» **PASSAGE TO READ**:
[Start]
What do you suppose is continuing to fuel the growth?

Is it population growth? A trend toward moving back to the big cities? An expansion of the port economy?

In general, Europe's economy is pretty bad right now, how's NL and Rotterdam doing in particular?
Darkstar: I can think of a few things driving the growth. Overall, the Dutch population is hardly growing. Rotterdam had 731.000 inhabitants in the 1960s at some point, though suburbanization has kept decreasing that number up until a few years ago. We're more or less at 584.000 (2007 data), up from 555.000 in the mid-1980s. So, to some extent people are indeed moving back to the city, even though suburban growth is far bigger (exurbs are litteraly melting together).
Currently the biggest driver of construction would be the fastly-decreasing average household size. People move out earlier, live with their partners less, divorce more often... or are left behind when their partner dies (not uncommon since the largest population segment here are post-WWII baby boomers). This is true for most of Holland.
Also, the harbour is being extended into the North Sea, where tons of acres of land are being reclaimed. This frees up land in the inner city, where former harbour areas like the Wilhelminapier are converted to urban use. The city council is also quite ambitious in its efforts to fill up these areas. Still though, we hardly have the dozens of empty condo's you find in cities like Vegas or Miami. Though I feel we have yet to receive the "punch" of the most recent housing crash. Foreclosures have only recently been picking up speed here, with the last quarter having 15% more foreclosures than the same last year. As far as unemployement is concerned, no American practices of 10+ % unemployement here, the Dutch average is 4.6%, expected to rise to 5.5% by the end of this year. Everything taken together, I feel as if the worst days for construction are yet to come.
When Europeans build skyscrapers, they're kind of dwarflike versions of what Americans from 1939 thought the future would look like (see Potsdamer Platz in Berlin). In a way, they remind me of the 12-inch stonehenge from This is Spinal Tap and in Berlin, at least, they look somewhat ridiculous.

Rotterdam, however, is so unabashedly modern and has such a schizoid cityscape that these bizarre highrises seem to give the place character. I feel the same way about Shanghai's Pudong, only there the skyscrapers are behemoths.
[End]
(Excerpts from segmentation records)
[Start]
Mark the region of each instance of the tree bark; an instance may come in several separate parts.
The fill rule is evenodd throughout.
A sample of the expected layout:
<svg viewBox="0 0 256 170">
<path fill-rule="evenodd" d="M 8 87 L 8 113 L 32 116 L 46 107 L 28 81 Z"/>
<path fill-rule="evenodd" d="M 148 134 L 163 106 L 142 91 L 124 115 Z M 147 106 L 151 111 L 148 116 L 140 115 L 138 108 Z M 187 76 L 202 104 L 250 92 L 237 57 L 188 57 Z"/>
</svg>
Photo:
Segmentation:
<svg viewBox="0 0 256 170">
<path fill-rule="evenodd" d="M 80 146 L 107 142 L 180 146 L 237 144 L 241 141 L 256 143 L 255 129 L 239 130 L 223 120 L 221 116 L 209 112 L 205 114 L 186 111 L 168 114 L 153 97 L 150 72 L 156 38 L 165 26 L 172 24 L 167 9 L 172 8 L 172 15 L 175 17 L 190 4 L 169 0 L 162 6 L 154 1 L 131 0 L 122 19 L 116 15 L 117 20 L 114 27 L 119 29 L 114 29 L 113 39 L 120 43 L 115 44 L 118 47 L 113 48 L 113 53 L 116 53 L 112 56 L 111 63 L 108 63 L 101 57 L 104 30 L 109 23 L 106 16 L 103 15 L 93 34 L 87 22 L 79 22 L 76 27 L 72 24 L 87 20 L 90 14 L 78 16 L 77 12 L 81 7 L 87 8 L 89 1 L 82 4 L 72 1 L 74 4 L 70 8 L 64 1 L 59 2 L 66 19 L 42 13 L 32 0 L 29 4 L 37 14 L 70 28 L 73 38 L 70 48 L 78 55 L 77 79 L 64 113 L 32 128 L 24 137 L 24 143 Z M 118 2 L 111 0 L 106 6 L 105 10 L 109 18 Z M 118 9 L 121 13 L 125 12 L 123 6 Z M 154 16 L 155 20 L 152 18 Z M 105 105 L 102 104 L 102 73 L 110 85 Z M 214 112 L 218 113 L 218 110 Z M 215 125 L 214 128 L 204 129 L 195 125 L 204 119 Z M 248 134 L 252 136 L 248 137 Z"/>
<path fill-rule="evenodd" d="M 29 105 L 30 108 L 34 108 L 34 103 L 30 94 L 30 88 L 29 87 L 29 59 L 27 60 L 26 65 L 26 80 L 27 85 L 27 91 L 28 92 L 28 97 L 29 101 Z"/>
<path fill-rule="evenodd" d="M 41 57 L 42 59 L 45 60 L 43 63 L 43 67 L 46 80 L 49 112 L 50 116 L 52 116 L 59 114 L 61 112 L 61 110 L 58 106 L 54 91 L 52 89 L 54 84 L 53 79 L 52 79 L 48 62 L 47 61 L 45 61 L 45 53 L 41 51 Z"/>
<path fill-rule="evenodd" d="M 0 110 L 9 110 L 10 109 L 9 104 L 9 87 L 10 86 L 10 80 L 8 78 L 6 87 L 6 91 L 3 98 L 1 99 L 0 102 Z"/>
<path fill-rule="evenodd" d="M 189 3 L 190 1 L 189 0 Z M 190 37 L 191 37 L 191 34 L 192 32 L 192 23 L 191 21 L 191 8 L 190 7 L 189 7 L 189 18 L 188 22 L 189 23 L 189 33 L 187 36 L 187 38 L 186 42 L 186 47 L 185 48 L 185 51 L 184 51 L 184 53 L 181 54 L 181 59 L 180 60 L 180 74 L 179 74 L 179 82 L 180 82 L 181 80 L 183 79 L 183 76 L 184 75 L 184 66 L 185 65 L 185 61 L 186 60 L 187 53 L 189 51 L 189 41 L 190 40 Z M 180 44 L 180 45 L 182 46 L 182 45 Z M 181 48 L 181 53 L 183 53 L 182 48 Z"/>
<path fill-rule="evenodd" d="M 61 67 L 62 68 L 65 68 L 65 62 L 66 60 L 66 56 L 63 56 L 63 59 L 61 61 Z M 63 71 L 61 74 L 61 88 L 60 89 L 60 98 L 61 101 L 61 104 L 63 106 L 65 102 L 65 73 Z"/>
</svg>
[End]
» **WRITTEN REQUEST A**: Rewrite the Rotterdam discussion from "What do you" up to and including "litteraly melting together).", changing "growth" to "expansion".
» **WRITTEN REQUEST B**: In the Rotterdam discussion, what is the Dutch average unemployment rate?

» **TASK ANSWER A**:
What do you suppose is continuing to fuel the expansion?

Is it population expansion? A trend toward moving back to the big cities? An expansion of the port economy?

In general, Europe's economy is pretty bad right now, how's NL and Rotterdam doing in particular?
Darkstar: I can think of a few things driving the expansion. Overall, the Dutch population is hardly growing. Rotterdam had 731.000 inhabitants in the 1960s at some point, though suburbanization has kept decreasing that number up until a few years ago. We're more or less at 584.000 (2007 data), up from 555.000 in the mid-1980s. So, to some extent people are indeed moving back to the city, even though suburban expansion is far bigger (exurbs are litteraly melting together).

» **TASK ANSWER B**: 4.6%